→ **Excerpt**

--------------------------------------------------

I have lived in south central Alaska (Anchorage area) for many years.  My husband and I  decided to hop a cruise from Seward to Vancouver to see some areas in southeast Alaska that we had not seen.  What a beautiful way to see Alaska!  The small towns that you stop in along the way -Hoonah, Ketchikan, Juneau - do not really warrant staying for more than a few hours in my opinion, unless you want to do some serious hiking or other outdoor activities. You can get a flavor of the place, take a short hike or tour and get back on the boat.  
You get better sleeping accomodations on the boat than you would get in most of the towns and more luxurious meals.  You can eat lunch in the town to get the Alaskan flavor and go back to the boat for a "free" very nice dinner.

--------------------------------------------------

→ **Data listing**
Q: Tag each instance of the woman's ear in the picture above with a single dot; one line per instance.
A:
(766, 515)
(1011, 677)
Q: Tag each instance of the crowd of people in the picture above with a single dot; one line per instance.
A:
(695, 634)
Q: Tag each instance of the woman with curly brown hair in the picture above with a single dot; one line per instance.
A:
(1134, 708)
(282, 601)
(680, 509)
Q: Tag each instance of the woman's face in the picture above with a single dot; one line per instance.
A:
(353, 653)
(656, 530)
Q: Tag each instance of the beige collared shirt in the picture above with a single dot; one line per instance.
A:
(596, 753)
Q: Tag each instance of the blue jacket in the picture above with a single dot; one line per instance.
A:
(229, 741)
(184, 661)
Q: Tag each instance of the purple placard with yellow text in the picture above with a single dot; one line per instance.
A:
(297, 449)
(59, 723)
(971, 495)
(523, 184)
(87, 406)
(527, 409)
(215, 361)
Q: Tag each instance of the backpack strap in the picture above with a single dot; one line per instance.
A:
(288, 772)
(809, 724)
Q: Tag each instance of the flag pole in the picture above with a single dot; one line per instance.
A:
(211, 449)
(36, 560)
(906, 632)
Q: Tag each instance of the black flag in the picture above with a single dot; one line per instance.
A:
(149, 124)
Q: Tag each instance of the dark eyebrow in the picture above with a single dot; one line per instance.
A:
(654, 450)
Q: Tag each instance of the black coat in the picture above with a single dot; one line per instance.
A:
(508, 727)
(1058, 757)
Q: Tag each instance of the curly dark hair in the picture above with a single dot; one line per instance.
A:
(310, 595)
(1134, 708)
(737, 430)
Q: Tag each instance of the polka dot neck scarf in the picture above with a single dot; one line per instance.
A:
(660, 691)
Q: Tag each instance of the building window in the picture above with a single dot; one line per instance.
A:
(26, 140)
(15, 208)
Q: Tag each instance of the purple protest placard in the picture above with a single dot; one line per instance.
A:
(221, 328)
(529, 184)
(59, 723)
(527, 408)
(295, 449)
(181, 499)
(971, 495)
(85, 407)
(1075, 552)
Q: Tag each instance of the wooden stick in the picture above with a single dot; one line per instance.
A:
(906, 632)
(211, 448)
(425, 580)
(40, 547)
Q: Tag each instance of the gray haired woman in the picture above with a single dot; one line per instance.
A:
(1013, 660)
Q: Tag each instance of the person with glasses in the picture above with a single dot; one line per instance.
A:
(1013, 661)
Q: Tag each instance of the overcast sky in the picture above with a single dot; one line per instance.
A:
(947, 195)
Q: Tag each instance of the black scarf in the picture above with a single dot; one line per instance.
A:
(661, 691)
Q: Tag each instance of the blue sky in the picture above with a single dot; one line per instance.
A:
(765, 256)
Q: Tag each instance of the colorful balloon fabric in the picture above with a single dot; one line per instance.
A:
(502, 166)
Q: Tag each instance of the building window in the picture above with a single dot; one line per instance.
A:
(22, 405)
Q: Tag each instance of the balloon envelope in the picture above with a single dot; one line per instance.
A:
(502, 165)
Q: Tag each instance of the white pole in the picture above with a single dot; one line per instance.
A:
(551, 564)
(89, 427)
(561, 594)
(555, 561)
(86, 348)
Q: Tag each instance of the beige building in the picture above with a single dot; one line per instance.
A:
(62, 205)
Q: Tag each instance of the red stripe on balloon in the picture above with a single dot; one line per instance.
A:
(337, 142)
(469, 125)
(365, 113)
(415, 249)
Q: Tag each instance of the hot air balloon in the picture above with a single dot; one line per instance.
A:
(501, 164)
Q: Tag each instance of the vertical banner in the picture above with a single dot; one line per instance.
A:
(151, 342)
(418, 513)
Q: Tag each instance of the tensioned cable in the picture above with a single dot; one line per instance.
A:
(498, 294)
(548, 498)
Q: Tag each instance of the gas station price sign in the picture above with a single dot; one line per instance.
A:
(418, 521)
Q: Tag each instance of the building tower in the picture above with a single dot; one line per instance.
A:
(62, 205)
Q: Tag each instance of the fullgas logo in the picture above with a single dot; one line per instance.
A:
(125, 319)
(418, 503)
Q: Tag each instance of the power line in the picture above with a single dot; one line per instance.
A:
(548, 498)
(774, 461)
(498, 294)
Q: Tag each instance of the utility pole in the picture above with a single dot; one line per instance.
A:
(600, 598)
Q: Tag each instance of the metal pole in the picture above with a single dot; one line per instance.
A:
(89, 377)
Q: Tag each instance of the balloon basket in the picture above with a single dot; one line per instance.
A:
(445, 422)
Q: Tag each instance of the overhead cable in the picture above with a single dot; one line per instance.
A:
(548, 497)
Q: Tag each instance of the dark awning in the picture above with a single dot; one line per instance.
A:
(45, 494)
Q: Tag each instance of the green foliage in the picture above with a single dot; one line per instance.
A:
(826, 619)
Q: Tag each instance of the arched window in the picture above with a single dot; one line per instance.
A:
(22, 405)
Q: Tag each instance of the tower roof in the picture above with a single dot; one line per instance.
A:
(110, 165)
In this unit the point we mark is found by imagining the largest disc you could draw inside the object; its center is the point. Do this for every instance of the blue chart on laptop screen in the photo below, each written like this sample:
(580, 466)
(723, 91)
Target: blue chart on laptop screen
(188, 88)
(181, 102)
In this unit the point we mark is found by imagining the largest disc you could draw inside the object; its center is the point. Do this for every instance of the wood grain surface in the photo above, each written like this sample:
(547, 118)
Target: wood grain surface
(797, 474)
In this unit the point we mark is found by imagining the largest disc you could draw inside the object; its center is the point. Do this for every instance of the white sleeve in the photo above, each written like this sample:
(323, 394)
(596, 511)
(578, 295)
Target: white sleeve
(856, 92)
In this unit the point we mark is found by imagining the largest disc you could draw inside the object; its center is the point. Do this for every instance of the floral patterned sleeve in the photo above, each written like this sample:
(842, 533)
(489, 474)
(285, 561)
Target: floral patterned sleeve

--------------------------------------------------

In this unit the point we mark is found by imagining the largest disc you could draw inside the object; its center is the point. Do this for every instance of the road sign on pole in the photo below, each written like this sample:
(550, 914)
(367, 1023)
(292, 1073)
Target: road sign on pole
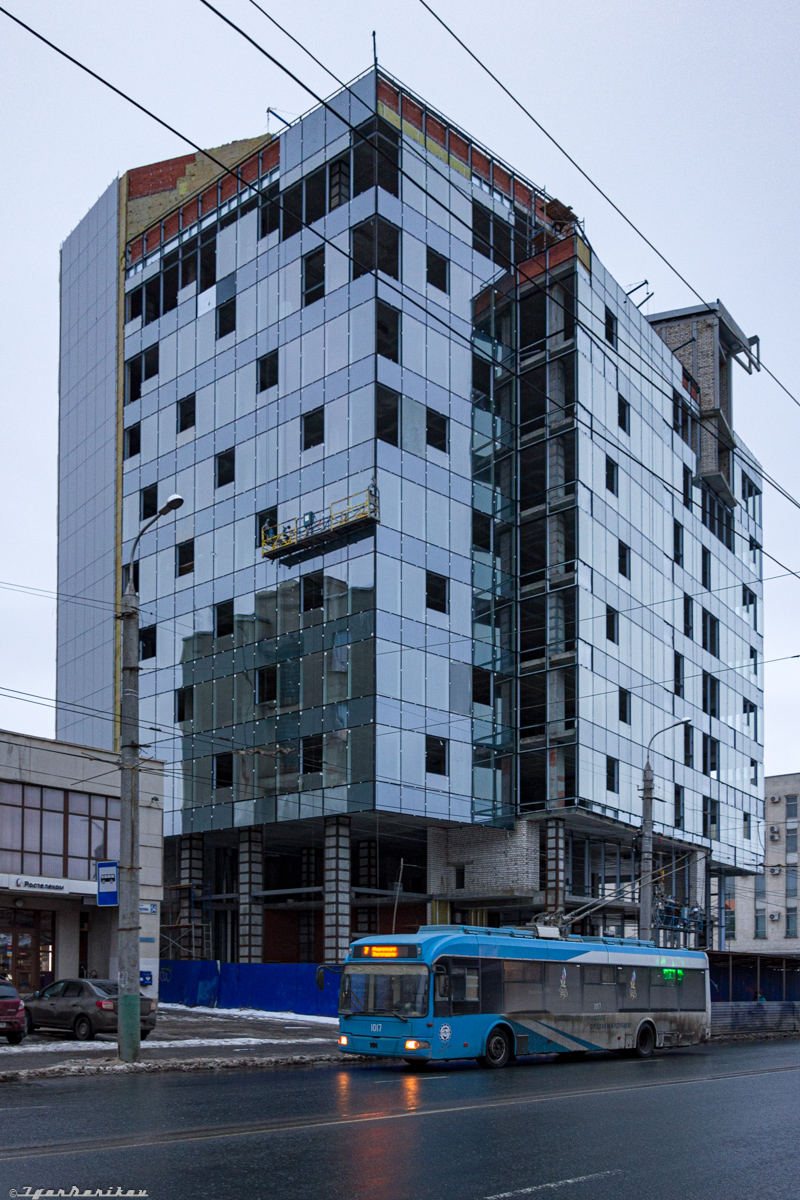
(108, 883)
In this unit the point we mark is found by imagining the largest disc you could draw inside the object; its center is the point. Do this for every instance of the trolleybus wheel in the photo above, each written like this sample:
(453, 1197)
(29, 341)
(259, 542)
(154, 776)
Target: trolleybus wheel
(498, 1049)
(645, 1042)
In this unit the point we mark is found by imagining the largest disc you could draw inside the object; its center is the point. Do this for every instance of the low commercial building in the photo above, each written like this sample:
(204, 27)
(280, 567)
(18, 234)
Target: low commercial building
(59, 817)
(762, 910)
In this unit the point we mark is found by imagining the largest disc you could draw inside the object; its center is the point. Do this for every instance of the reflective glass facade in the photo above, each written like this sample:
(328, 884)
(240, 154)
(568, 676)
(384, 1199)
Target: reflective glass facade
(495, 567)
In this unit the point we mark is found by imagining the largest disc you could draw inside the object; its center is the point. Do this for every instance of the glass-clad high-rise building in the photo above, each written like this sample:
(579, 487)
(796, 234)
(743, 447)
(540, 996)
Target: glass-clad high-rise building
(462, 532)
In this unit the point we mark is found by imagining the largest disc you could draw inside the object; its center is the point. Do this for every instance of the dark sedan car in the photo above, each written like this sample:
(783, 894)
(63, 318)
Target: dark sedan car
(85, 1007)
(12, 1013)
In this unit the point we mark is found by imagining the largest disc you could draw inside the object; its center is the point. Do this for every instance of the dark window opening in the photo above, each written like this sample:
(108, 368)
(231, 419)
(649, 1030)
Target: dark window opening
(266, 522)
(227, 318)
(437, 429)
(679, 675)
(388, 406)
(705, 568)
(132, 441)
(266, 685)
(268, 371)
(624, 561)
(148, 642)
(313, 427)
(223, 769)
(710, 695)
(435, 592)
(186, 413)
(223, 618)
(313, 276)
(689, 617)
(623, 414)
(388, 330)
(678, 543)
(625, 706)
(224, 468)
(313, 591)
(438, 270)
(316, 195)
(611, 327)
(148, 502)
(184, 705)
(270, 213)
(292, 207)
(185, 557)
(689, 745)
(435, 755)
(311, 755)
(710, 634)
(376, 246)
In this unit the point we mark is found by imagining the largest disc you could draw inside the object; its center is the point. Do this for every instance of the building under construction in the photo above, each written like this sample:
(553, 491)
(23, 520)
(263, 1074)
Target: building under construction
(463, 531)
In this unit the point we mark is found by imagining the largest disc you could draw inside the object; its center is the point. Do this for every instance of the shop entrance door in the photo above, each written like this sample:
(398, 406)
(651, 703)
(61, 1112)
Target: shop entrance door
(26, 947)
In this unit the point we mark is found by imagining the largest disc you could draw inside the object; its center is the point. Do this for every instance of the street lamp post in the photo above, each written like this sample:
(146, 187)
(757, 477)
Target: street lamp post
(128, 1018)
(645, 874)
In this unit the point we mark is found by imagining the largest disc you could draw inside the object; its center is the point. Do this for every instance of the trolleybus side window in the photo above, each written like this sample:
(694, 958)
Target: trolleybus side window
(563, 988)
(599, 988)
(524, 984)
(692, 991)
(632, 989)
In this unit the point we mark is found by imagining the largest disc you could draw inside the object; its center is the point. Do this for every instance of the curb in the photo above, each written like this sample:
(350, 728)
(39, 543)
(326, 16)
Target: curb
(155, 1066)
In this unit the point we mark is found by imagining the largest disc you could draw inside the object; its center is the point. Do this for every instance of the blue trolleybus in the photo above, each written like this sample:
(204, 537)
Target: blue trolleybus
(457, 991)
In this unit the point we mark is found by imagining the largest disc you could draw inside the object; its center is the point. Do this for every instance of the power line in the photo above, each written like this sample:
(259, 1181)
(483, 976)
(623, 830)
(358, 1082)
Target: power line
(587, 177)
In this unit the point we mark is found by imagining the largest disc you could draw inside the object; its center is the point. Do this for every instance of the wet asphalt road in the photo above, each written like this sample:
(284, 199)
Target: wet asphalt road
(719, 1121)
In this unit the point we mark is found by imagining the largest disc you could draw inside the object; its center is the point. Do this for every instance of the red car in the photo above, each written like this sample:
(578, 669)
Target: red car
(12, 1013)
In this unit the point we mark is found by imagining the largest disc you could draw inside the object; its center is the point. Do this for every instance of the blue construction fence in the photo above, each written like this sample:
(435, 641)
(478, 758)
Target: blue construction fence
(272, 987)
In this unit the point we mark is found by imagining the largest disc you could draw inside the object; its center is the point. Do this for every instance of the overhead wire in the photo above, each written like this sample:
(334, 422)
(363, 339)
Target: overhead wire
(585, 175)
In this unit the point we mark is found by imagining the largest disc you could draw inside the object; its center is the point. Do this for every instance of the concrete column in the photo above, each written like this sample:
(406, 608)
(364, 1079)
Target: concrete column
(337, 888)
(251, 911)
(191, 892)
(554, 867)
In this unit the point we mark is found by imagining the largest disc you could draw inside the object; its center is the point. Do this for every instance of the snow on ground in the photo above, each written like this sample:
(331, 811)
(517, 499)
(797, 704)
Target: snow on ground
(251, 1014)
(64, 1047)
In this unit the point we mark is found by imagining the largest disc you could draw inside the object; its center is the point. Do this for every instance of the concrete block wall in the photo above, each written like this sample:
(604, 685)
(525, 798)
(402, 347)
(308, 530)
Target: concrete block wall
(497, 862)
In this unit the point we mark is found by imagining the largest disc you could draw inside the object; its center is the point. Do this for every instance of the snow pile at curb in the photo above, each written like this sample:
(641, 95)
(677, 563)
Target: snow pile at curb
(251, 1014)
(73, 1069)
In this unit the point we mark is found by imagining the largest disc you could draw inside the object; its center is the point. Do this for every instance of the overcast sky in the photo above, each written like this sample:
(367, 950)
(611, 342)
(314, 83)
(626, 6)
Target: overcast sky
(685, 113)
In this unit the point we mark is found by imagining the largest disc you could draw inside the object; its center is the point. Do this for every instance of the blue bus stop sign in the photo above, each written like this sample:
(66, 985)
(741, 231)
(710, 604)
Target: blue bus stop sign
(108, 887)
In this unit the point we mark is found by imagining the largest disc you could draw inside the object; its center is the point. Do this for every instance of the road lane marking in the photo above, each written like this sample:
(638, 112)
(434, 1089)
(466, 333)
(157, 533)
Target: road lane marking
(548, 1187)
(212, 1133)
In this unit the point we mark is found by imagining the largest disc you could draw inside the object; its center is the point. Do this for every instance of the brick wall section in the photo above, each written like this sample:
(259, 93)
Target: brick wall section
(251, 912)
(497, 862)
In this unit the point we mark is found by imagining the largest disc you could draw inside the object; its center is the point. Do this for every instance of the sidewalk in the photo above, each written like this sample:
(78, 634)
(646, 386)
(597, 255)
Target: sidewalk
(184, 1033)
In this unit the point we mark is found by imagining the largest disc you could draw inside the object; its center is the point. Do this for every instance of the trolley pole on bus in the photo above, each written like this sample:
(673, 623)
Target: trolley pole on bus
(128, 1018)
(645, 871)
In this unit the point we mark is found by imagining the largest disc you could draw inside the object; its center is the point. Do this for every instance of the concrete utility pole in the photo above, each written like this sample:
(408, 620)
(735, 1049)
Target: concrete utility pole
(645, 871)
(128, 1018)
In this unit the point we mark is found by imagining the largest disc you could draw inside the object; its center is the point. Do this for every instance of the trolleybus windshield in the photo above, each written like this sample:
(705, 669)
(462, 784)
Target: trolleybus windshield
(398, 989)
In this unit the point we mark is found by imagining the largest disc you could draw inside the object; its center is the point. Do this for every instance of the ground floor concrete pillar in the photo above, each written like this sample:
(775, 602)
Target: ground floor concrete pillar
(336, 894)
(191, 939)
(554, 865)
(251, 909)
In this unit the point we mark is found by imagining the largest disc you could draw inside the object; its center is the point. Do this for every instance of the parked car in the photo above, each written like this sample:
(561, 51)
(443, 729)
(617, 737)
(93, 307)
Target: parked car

--------------------------------------------------

Return the passage of the Alaska cruise review between "I have lived" and "on the boat.", inclusive, copied word for word.

I have lived in south central Alaska (Anchorage area) for many years.  My husband and I  decided to hop a cruise from Seward to Vancouver to see some areas in southeast Alaska that we had not seen.  What a beautiful way to see Alaska!  The small towns that you stop in along the way -Hoonah, Ketchikan, Juneau - do not really warrant staying for more than a few hours in my opinion, unless you want to do some serious hiking or other outdoor activities. You can get a flavor of the place, take a short hike or tour and get back on the boat.